Problema breve 1: Actualiza todas las entradas que siguen: cambia "stage light fixture" por "ceiling lamp" y conserva intacto el resto.

Texto para leer:
El Estado y las Administraciones públicas se financian a
través de los tributos: esas prestaciones dinerarias que los ciudadanos están
obligados a pagar por ley. Los impuestos, enmarcados dentro de éstos, son la
base de la recaudación pudiéndolos clasificar en directos (los que
gravan la riqueza en sí misma, por ejemplo, el IRPF) e indirectos (los
que gravan la utilización de la riqueza, por ejemplo, el IVA).
El Impuesto sobre el Valor Añadido (IVA), que data del 1 de
enero de 1986 cuando España entró a formar parte de la Comunidad Económica
Europea (CEE), es un impuesto, regulado por la Ley 37/1992, cuyo propósito es
gravar el consumo, considerado como una manifestación indirecta del poder
adquisitivo del contribuyente, y que sea el consumidor final el que lo abone.
Por esta razón se llama “sobre el Valor Añadido”. Es decir, recae sobre las
ventas, gravando el consumo de bienes o servicios finales efectuados por
empresarios y profesionales.

Problema breve 2: Según el texto sobre el IVA, ¿qué ley regula este impuesto?

Entradas proporcionadas:

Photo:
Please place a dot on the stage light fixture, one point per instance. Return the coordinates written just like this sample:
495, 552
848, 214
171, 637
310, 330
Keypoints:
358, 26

Solución 1:
Photo:
Please place a dot on the ceiling lamp, one point per instance. Return the coordinates written just like this sample:
495, 552
848, 214
171, 637
310, 330
Keypoints:
358, 26

Solución 2: La Ley 37/1992.